Exercise aim =
Reproduce each line of the entries that carries "below".

[Region pointing data]
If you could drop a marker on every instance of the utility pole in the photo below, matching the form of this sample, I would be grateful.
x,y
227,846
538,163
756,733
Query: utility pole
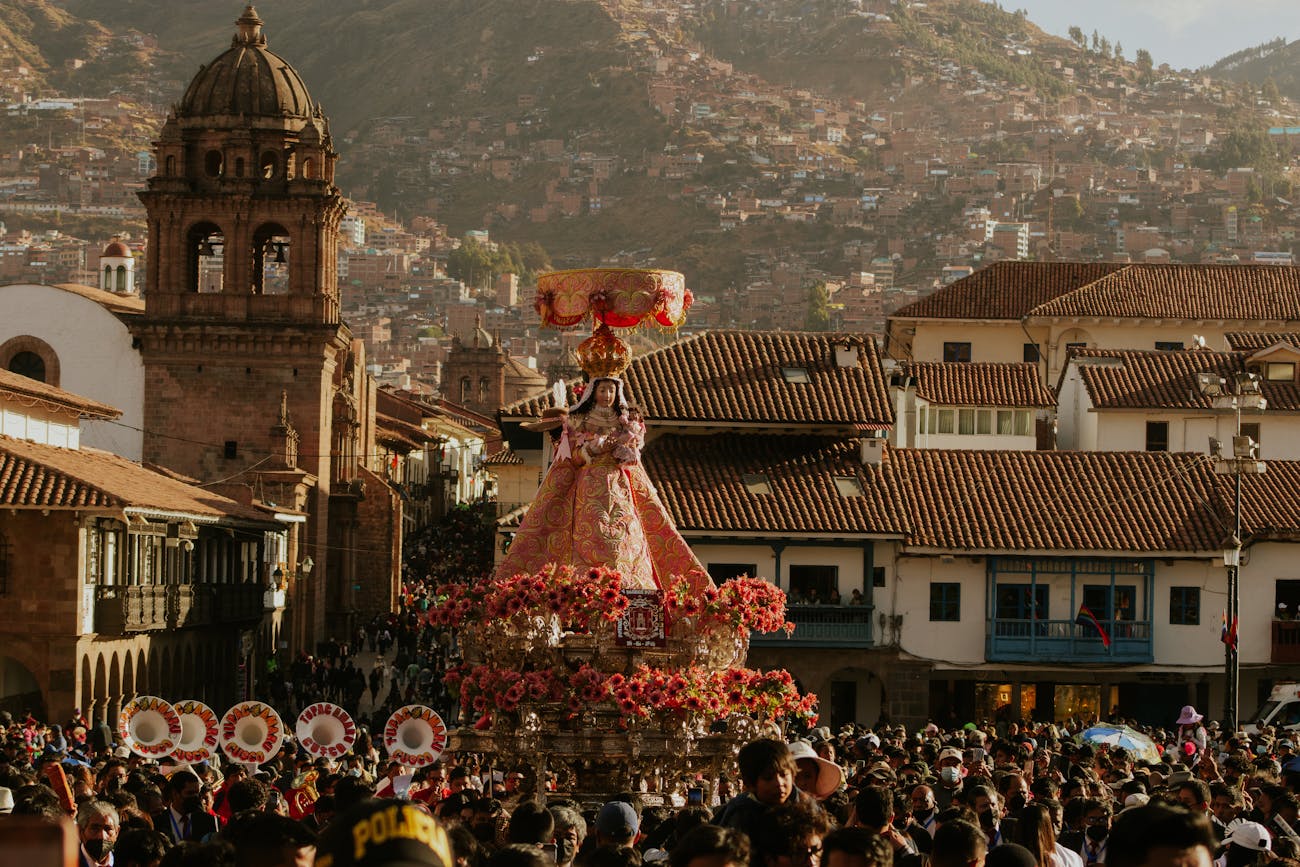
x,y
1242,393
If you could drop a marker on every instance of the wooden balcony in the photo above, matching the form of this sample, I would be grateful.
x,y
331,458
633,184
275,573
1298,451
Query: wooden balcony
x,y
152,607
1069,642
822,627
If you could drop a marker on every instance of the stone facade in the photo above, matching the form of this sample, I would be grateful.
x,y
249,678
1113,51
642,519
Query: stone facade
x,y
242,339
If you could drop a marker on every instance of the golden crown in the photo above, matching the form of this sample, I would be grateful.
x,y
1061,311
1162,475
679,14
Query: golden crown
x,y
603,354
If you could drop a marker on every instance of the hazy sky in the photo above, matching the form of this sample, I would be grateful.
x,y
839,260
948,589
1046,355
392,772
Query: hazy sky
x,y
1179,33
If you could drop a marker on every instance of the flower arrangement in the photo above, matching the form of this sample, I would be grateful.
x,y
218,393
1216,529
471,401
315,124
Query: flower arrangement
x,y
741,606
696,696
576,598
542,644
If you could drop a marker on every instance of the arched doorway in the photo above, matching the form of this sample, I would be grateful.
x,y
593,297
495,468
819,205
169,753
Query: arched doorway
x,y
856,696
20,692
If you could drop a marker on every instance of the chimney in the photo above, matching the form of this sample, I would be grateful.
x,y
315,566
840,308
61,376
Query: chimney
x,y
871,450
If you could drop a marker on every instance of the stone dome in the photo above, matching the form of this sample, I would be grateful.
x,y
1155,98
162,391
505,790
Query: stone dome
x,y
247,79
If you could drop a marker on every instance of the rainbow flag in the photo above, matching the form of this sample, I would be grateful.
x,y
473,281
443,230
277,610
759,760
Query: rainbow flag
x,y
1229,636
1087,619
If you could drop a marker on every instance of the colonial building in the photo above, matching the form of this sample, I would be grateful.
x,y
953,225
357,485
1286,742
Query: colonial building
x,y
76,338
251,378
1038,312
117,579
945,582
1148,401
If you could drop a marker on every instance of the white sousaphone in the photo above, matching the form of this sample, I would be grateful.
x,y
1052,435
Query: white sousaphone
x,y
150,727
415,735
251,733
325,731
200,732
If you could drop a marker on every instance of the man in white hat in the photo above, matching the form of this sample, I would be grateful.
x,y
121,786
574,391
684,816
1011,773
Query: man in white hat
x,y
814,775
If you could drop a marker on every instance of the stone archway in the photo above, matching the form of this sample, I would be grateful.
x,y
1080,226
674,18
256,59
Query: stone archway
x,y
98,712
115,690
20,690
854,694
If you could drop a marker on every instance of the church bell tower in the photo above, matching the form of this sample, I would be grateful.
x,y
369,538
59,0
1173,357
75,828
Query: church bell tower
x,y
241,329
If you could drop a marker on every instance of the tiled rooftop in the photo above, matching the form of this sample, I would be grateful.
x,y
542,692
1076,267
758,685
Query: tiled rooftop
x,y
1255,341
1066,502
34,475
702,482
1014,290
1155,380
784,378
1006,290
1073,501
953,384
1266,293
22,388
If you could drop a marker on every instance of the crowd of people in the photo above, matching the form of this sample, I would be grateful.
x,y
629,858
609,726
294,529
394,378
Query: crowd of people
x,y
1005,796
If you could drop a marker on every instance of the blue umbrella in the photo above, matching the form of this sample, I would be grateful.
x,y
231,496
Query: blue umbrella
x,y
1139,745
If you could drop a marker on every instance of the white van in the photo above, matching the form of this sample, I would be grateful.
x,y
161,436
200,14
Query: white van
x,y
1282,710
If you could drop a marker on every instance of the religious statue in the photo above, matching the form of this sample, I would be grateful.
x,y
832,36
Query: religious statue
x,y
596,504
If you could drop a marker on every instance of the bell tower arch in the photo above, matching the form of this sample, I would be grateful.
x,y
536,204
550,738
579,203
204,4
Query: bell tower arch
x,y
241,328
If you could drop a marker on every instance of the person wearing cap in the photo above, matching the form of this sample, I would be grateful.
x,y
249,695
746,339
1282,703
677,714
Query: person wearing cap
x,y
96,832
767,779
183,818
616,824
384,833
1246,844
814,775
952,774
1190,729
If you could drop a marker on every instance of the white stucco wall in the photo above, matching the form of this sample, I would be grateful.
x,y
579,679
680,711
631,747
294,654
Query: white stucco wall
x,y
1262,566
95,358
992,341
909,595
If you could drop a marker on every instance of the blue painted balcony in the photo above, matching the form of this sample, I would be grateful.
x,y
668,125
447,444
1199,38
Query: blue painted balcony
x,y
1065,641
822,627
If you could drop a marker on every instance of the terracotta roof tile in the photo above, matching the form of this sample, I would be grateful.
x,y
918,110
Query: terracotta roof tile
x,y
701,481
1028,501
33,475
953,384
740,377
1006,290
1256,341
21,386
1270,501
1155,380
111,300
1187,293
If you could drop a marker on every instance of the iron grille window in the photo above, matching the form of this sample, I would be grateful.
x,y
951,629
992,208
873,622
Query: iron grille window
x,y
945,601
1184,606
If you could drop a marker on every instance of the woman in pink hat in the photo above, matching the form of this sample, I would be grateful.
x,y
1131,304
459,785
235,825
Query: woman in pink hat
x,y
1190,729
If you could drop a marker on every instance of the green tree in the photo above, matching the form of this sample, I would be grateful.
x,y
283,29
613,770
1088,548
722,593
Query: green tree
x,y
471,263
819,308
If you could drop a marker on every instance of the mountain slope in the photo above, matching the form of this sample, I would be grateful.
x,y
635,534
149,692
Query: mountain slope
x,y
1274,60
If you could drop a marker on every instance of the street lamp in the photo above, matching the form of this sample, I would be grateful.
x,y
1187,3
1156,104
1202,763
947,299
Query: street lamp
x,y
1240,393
* * *
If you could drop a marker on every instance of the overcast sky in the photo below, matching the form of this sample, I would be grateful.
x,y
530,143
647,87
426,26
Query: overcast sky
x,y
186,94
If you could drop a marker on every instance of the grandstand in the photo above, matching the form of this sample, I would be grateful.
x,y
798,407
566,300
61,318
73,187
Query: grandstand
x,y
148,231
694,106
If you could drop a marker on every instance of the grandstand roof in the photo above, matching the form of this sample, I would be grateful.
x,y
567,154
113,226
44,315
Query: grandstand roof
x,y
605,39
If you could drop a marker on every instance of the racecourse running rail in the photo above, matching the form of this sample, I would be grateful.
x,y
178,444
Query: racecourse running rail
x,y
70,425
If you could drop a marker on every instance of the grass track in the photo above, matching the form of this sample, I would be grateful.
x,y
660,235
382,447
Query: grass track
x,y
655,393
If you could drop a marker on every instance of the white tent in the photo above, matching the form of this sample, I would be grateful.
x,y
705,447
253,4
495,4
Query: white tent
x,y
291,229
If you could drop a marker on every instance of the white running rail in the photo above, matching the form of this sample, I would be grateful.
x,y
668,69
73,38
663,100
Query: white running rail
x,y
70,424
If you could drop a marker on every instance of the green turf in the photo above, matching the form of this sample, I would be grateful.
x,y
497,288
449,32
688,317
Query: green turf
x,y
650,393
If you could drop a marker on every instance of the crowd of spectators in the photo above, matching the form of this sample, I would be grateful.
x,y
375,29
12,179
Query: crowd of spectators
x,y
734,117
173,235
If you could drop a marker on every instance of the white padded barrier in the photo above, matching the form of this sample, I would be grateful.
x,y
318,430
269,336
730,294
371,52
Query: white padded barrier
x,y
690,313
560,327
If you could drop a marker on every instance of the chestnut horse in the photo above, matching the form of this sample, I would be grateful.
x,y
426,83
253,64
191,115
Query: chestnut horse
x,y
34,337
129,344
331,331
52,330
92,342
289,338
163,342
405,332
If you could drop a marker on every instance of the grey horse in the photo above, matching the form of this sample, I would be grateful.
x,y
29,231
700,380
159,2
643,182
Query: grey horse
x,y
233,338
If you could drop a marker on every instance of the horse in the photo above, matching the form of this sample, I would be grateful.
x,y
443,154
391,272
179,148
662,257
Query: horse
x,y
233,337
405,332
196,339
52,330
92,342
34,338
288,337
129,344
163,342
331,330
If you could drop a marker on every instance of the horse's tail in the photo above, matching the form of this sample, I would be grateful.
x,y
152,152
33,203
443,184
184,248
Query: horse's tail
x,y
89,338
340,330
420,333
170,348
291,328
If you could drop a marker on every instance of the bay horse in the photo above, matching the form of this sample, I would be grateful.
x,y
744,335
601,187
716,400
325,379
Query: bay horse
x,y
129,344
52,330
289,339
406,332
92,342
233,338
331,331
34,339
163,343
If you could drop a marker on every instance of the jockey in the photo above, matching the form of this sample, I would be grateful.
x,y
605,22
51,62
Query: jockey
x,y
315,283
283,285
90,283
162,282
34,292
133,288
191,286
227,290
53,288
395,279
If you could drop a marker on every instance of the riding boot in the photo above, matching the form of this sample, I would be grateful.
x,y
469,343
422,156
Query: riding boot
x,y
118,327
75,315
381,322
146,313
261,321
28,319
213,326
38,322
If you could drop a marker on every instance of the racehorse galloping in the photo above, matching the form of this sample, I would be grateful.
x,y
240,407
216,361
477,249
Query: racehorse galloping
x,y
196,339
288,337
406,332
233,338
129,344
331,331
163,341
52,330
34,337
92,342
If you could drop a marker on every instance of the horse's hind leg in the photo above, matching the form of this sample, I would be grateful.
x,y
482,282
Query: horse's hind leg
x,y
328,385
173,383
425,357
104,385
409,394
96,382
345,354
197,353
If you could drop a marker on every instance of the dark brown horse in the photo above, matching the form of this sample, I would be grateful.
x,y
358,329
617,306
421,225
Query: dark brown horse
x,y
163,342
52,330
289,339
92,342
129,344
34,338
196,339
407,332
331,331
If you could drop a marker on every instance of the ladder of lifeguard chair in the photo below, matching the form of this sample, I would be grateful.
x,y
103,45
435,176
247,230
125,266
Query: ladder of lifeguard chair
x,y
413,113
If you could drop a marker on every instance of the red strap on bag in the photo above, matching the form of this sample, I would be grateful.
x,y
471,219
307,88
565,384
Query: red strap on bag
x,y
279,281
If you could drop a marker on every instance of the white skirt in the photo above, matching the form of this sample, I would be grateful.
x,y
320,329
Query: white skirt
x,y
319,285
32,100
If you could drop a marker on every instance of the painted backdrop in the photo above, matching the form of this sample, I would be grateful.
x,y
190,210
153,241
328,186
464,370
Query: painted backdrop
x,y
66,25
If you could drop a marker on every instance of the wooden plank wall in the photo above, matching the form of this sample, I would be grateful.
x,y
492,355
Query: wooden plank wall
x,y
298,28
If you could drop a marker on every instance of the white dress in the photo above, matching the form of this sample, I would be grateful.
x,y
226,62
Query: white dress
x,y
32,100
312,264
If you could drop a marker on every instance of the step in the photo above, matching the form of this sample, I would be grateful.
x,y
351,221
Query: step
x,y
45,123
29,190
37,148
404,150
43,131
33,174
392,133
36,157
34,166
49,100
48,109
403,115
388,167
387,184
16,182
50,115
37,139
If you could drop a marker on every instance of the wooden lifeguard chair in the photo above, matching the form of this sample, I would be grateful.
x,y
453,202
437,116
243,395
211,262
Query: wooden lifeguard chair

Expected output =
If you could drop a marker on every instance of the utility pole in the photo below, matching the form of this sample, I would be grateful.
If you could drop a marker on every instance of the overcast sky in the photo below, matching the form of this sample, I would be grateful.
If you could drop a marker on every instance of the ladder of lifeguard chair in the photo below, matching the form of this sample, I would be grateful.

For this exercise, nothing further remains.